Comments to the Authors:

Please note here if the review is uploaded as an attachment.

Reviewer #1: The review is uploaded as an attachment.

Reviewer #2: Previous theoretical studies of efficient coding have been based on optimizing tuning functions for a given stimulus distribution under the assumption that decoding is optimal, which allows the objective function to be specified in terms of Fisher Information. The present study takes a different approach by optimizing tuning functions of the encoder simultaneously with the network parameters of a decoder, which has the architecture of a variational auto-encoder.

This is a polished manuscript describing a substantial and thorough evaluation of the proposed model. However, there is room to make clearer what contribution the findings make to the field. One key conclusion seems to be that, when the rate (R) is sufficiently high – meaning that the decoder can make use of stimulus-evoked variation in neural activity – the optimal tuning comes to resemble that obtained in previous studies (e.g. Ganguli & Simoncelli) that assumed an optimal decoder. For lower R, the solutions become degenerate and the ability for the decoder to reconstruct the stimulus declines. The former state seems to better correspond to neurophysiology, so what conclusions about the brain can be drawn from the latter?

Two significant simplifications in the modelling could benefit from further comment. The impact of basing the model on only a very small number of neurons is investigated to a limited extent, but it would be helpful for the authors to make predictions for scaling up the model based on that investigation – in particular, I wonder if the degeneracy of solutions observed at low R would dissipate also as N was increased? The other assumption is that each unit spikes once or not at all – arguably a neurophysiological "decoder" would integrate spikes over some longer time period: do the authors think this simplification could have influenced their results?

My remaining comments suggest ways in which the clarity of presentation could be improved:

Fig 1: the legend refers to rate and distortion terms, but there are no corresponding labels in the figure. It is not clear what is referred to as "a Boltzmann machine" in the legend (the decoder?) - either clarify or remove this reference.

"The generative model maps neural activity...to parameters of a Gaussian distribution over stimuli" - I understand this is a typical use of the term in ML but in the cognitive sciences "generative model" usually refers to an internal model of how latent states map to stimuli. For the understanding of readers who expect the latter meaning, please address this potential confusion directly at an early point in the manuscript.

Do color patches in Figs 4B,D,E reflect variability across different initializations of parameters, e.g. SEs? Do optimal tuning functions/parameters illustrated in Figs 4C, 8B etc reflect a single initialization or are they averaged in some way? It is hard to assess to what extent the variation with R in these plots reflects real changes in the optimum versus random differences in initialization of simulated parameters. Similarly in 8C it is difficult to interpret the fits without an indication of the uncertainty due to simulation noise.

For the numerical simulations, the initialization of encoder parameters \\theta is described, but not the decoder parameters \\phi. Please explain.

◆ Given request A ◆
According to the reviewer comments, what architecture does the decoder in the present study have?

◆ Records for the exercise ◆
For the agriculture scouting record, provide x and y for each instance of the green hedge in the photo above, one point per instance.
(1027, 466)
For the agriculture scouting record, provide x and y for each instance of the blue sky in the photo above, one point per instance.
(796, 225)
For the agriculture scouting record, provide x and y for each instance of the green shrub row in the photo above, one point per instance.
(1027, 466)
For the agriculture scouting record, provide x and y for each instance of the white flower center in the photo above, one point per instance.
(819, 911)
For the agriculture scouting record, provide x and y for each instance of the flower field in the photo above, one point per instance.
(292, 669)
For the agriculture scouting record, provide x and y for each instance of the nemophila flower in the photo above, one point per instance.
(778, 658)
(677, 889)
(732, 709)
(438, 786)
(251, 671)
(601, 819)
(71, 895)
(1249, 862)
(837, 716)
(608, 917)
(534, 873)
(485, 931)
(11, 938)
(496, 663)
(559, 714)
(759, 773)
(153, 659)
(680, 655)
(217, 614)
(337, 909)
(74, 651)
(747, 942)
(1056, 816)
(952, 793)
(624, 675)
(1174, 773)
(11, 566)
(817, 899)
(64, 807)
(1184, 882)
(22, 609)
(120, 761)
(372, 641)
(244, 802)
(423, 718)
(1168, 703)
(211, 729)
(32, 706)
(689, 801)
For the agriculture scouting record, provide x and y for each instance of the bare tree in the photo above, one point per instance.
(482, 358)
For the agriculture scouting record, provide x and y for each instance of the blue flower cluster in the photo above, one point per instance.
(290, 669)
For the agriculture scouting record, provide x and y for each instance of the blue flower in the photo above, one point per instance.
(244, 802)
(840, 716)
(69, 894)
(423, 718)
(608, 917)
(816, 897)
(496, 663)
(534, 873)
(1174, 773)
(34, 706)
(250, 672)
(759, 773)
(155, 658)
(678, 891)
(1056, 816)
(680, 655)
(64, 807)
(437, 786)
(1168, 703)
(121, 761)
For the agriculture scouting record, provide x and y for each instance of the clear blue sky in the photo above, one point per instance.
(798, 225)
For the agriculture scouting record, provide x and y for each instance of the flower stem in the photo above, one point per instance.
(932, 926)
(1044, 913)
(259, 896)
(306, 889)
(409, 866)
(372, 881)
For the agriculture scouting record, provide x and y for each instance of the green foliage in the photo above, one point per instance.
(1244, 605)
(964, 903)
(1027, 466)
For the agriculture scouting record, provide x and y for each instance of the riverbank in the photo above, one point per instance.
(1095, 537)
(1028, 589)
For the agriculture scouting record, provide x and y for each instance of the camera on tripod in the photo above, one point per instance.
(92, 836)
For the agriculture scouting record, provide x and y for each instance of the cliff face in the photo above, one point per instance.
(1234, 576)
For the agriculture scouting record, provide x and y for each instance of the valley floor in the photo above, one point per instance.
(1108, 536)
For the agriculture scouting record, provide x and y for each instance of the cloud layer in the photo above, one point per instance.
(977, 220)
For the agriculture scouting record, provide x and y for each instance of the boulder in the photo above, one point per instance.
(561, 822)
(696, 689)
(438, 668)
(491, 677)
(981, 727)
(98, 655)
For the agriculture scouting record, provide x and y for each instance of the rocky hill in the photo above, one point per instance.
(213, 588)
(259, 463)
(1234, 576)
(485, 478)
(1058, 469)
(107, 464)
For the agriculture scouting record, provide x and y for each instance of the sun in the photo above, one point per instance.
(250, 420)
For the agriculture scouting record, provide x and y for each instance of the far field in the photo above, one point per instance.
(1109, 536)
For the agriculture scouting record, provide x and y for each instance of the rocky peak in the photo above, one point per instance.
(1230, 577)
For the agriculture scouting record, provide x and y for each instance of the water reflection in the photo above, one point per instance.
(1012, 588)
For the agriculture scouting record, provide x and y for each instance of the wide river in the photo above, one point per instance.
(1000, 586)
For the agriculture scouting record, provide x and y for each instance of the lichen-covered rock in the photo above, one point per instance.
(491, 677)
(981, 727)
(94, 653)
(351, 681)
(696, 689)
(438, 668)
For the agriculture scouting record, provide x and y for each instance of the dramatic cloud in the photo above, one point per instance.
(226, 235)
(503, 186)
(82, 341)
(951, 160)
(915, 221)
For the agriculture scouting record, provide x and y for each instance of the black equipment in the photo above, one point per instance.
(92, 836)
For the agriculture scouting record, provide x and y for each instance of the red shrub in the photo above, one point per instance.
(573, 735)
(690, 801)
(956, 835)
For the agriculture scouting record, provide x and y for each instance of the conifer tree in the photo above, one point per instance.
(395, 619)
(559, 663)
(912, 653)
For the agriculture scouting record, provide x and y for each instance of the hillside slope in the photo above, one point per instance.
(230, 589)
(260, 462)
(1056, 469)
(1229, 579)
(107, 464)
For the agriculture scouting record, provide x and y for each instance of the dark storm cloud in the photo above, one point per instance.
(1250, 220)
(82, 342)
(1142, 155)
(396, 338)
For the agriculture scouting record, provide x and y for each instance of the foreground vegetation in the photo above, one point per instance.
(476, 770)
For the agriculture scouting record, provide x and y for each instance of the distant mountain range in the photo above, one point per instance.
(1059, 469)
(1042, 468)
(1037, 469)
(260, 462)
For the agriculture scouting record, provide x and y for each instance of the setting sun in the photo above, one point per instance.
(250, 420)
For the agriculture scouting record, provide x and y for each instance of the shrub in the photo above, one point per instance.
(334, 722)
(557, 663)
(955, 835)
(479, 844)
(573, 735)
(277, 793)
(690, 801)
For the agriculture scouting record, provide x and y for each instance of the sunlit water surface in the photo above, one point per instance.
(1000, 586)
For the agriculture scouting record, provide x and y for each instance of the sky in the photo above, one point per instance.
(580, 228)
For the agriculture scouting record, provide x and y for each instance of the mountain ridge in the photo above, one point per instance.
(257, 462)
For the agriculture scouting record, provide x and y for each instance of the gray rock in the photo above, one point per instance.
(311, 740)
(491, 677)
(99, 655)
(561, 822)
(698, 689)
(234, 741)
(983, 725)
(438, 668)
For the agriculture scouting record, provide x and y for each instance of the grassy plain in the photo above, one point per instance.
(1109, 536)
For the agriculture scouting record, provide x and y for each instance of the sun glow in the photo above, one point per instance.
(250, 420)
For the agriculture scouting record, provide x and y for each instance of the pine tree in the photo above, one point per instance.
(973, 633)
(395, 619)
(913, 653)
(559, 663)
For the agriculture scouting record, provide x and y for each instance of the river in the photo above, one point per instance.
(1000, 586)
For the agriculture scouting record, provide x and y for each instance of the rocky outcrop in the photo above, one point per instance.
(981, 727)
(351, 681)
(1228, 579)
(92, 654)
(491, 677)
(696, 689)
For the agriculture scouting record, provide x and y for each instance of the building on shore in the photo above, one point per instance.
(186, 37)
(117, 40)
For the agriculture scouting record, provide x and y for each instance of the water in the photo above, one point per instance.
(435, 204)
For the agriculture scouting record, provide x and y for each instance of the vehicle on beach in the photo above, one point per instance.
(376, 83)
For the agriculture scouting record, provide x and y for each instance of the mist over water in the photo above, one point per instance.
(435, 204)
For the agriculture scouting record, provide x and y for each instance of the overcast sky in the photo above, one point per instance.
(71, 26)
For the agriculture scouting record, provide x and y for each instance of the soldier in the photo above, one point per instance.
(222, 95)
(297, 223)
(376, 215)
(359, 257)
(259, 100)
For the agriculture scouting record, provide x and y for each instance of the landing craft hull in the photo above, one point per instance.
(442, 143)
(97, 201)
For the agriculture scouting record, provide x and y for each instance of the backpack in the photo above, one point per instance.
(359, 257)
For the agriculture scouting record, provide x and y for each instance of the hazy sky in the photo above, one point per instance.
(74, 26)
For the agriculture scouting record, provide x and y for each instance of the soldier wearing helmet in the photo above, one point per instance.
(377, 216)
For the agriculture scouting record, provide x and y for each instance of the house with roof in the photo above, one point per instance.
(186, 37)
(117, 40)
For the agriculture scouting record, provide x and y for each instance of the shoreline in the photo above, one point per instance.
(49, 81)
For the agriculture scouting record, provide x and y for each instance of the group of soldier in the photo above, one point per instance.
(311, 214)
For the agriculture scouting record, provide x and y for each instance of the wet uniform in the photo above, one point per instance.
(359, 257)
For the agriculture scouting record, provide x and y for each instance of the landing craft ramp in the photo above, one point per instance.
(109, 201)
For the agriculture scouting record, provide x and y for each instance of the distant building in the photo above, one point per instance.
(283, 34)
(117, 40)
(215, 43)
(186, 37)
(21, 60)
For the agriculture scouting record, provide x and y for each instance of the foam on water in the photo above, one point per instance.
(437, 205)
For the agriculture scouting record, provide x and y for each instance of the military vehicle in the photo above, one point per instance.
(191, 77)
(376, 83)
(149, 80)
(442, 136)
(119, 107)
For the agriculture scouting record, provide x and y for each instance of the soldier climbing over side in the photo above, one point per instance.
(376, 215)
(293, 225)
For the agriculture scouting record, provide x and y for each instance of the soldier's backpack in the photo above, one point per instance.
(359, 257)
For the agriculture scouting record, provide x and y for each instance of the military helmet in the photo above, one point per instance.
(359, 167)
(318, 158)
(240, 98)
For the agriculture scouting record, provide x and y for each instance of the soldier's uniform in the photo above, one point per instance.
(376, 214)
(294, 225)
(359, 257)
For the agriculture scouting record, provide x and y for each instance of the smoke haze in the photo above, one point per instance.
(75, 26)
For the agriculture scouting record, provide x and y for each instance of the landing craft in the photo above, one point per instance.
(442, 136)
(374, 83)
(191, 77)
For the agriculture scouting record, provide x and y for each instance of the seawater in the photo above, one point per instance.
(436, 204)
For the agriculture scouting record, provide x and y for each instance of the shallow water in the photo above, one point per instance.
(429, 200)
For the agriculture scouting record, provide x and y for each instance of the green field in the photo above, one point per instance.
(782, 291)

◆ Given request B ◆
Extract each line of the rows that includes the word "backpack".

◆ Written answer A ◆
The architecture of a variational auto-encoder.

◆ Written answer B ◆
For the agriculture scouting record, provide x and y for each instance of the backpack in the photo above, one point per instance.
For the agriculture scouting record, provide x and y for each instance of the soldier's backpack in the photo above, one point per instance.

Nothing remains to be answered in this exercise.